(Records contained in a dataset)

↓↓↓

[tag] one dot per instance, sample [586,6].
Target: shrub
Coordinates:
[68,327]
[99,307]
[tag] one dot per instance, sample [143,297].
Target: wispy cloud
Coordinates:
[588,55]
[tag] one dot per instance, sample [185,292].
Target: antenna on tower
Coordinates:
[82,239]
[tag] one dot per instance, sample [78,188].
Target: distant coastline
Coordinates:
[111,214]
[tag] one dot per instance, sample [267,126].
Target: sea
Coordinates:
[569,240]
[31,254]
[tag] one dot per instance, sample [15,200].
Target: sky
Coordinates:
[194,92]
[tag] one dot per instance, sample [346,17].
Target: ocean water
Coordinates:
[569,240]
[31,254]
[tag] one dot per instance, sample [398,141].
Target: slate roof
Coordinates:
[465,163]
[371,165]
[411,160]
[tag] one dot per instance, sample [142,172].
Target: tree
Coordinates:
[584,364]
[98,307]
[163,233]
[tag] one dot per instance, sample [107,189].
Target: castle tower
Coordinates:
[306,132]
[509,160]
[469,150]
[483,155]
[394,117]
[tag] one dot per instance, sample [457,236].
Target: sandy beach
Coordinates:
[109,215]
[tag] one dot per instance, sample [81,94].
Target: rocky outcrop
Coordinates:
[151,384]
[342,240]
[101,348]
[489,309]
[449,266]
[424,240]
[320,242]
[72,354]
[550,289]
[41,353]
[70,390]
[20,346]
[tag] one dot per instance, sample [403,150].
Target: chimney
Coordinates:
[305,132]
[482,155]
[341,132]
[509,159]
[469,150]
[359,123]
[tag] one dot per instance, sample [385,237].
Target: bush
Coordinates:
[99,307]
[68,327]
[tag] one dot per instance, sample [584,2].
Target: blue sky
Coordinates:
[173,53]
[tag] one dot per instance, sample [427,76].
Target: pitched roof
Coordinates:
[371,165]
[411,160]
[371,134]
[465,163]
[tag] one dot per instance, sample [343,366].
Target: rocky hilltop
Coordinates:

↑↑↑

▸ What the task asks
Nothing in the data above should change. Please copy it all.

▸ Result
[tag] one dot per instance, sample [586,6].
Target: shrub
Coordinates:
[68,327]
[99,307]
[tag] one dot per instance, sample [143,297].
Target: wispy cloud
Coordinates:
[588,55]
[tag] one dot per instance, sample [185,292].
Target: antenna on tower
Coordinates:
[82,239]
[tag] one dot per instance, sample [78,188].
Target: distant coastline
Coordinates:
[111,214]
[tag] one dot per instance, sample [267,126].
Target: sea
Coordinates:
[569,240]
[31,254]
[tag] one dot per instance, sample [15,200].
Target: sky
Coordinates:
[194,92]
[tag] one dot per instance, sample [346,17].
Target: ocean water
Coordinates:
[569,240]
[31,254]
[tag] one dot per instance, sample [398,141].
Target: slate roof
Coordinates:
[465,163]
[371,165]
[411,160]
[tag] one dot per instance, sample [142,172].
Target: tree
Coordinates:
[584,364]
[98,307]
[163,233]
[tag] one dot per instance, sample [107,189].
Target: castle tower
Coordinates:
[306,132]
[509,160]
[469,150]
[483,155]
[394,117]
[tag] one dot per instance, sample [457,236].
Target: sandy beach
Coordinates:
[109,215]
[tag] one dot per instance, sample [81,94].
Target: rocky outcrop
Coordinates:
[151,384]
[342,240]
[101,348]
[489,309]
[449,266]
[424,240]
[320,242]
[72,354]
[550,289]
[41,353]
[70,390]
[20,346]
[tag] one dot per instance, sample [403,150].
Target: chimney
Coordinates:
[305,132]
[482,155]
[341,132]
[509,159]
[469,150]
[359,123]
[tag] one dot per instance, sample [385,237].
Target: bush
Coordinates:
[99,307]
[68,327]
[tag] one dot per instance, sample [584,2].
Target: blue sky
Coordinates:
[173,53]
[tag] one dot per instance, sample [427,76].
Target: pitched roof
Coordinates:
[371,165]
[411,160]
[371,134]
[465,163]
[tag] one dot per instance, sample [343,366].
Target: rocky hilltop
Coordinates:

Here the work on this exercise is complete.